任务要求 ->
下面这篇VALSE Webinar活动通知中，董胤蓬报告的主持人是谁？

原始文档 ->
• • •
专栏名称: VALSE

VALSE（Vision and Learning Seminar）年度研讨会的主要目的是为计算机视觉、图像处理、模式识别与机器学习研究领域内的中国青年学者提供一个深层次学术交流的舞台。

【17-13期VALSE Webinar活动】

VALSE · 公众号 · · 2017-06-30 17:36

正文

报告嘉宾1： 董胤蓬（清华大学）

报告时间： 2017年07月05日（星期三）晚上20：00-20：20（北京时间）

报告题目： Improving Interpretability of Deep Neural Networks with Semantic Information

主持人： 苏航（清华大学）

报告摘要：

深度学习的可解释性（Interpretability）问题在深度神经网络的发展过程中发挥着至关重要的作用。可解释学习能够使我们了解模型的优势和缺陷、预知模型未来的行为、修复模型中可能存在的问题。但是由于深度学习的黑箱特性，我们很难了解深度神经网络内部的工作机理。为了解决深度神经网络不可解释的问题，我们提出利用人类描述中丰富的语义信息来提升深度神经网络的可解释性。在自动生成视频描述（Video Captioning）的任务中，我们首先从描述中提取主题表示作为有意义的语义信息，然后通过可解释性误差（Interpretive Loss）将其纳入到网络的训练过程中。我们提出了预测差异最大化（Prediction Difference Maximization）的方法解释神经元学习的特征。实验结果展示出通过这种方法，我们可以得到可解释的特征，同时也可以帮助提高任务性能。通过充分理解深度神经网络内部的特征表示，用户通过人在环（Human-in-the-loop）过程可以简单地修复模型的错误。
• • •
条目摘录 ->
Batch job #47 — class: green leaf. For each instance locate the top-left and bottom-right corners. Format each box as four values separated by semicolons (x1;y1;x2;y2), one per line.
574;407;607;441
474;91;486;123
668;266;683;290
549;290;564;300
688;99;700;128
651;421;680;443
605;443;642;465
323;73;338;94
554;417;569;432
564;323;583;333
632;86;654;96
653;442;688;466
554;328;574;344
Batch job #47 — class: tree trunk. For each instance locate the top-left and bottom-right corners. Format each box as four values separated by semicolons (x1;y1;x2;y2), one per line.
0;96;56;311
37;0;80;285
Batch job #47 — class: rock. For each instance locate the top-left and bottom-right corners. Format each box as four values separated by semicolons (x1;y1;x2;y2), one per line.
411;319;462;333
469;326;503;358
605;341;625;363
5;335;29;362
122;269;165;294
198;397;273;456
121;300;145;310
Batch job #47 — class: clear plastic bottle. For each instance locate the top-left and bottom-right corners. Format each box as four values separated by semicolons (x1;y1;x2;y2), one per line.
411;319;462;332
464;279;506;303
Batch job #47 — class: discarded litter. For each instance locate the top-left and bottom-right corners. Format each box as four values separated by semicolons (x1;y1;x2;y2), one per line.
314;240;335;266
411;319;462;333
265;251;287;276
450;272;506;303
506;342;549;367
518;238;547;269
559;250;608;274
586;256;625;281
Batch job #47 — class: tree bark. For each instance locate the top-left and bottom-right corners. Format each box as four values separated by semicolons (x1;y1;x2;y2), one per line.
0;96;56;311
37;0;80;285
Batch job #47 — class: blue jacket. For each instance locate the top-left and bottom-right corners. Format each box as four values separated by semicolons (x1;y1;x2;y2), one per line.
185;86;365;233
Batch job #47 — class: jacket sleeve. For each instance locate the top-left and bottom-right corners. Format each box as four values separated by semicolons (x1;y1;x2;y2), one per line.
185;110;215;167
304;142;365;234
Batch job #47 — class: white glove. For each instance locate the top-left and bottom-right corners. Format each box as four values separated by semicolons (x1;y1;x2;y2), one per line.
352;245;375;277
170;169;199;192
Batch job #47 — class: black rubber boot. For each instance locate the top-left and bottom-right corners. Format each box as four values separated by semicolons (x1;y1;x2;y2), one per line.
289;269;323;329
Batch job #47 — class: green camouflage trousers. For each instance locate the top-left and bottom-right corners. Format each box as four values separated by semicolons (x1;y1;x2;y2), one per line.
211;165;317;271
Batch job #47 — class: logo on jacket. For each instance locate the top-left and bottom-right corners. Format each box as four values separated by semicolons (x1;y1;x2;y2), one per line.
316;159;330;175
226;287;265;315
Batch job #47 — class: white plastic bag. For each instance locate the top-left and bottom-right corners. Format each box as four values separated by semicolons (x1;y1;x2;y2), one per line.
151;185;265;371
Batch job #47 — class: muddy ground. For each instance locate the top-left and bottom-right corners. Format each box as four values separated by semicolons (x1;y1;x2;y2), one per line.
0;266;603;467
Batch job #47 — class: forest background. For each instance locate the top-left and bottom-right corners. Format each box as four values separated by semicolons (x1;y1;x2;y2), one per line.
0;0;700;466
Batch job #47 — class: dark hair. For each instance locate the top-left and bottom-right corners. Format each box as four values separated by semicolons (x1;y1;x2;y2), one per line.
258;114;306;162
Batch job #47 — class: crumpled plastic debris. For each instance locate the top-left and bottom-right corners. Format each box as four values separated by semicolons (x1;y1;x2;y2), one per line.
• • •
参考答案 ->
苏航（清华大学）。